• Your objective: Print out the full material below, exact in every line, with no images included.

• Extracted data:

○ ○ ○ ○ ○ ○ ○

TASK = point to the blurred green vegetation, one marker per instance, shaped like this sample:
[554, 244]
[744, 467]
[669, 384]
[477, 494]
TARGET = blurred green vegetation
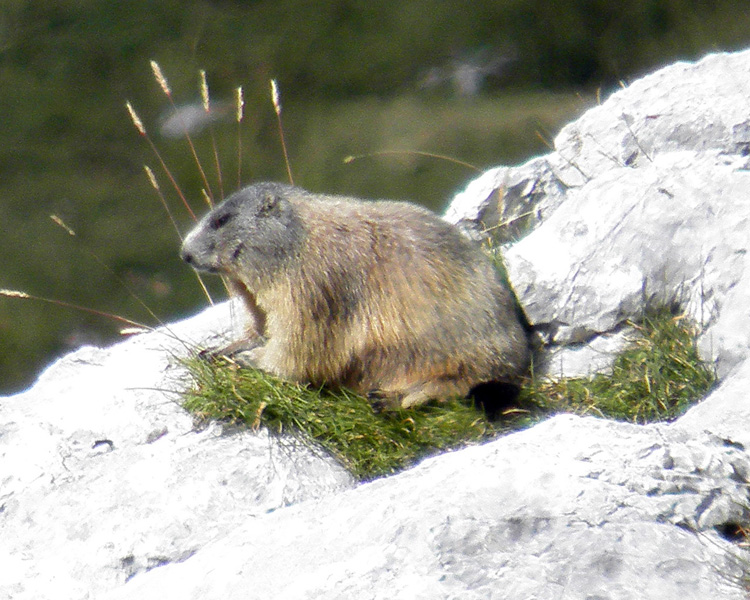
[354, 80]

○ ○ ○ ○ ○ ○ ○

• Problem solution:
TASK = point to the blurred green vegetation, one marker per instance, shaped like this sample:
[554, 244]
[744, 467]
[669, 384]
[477, 494]
TARGET = blurred green vegetation
[354, 80]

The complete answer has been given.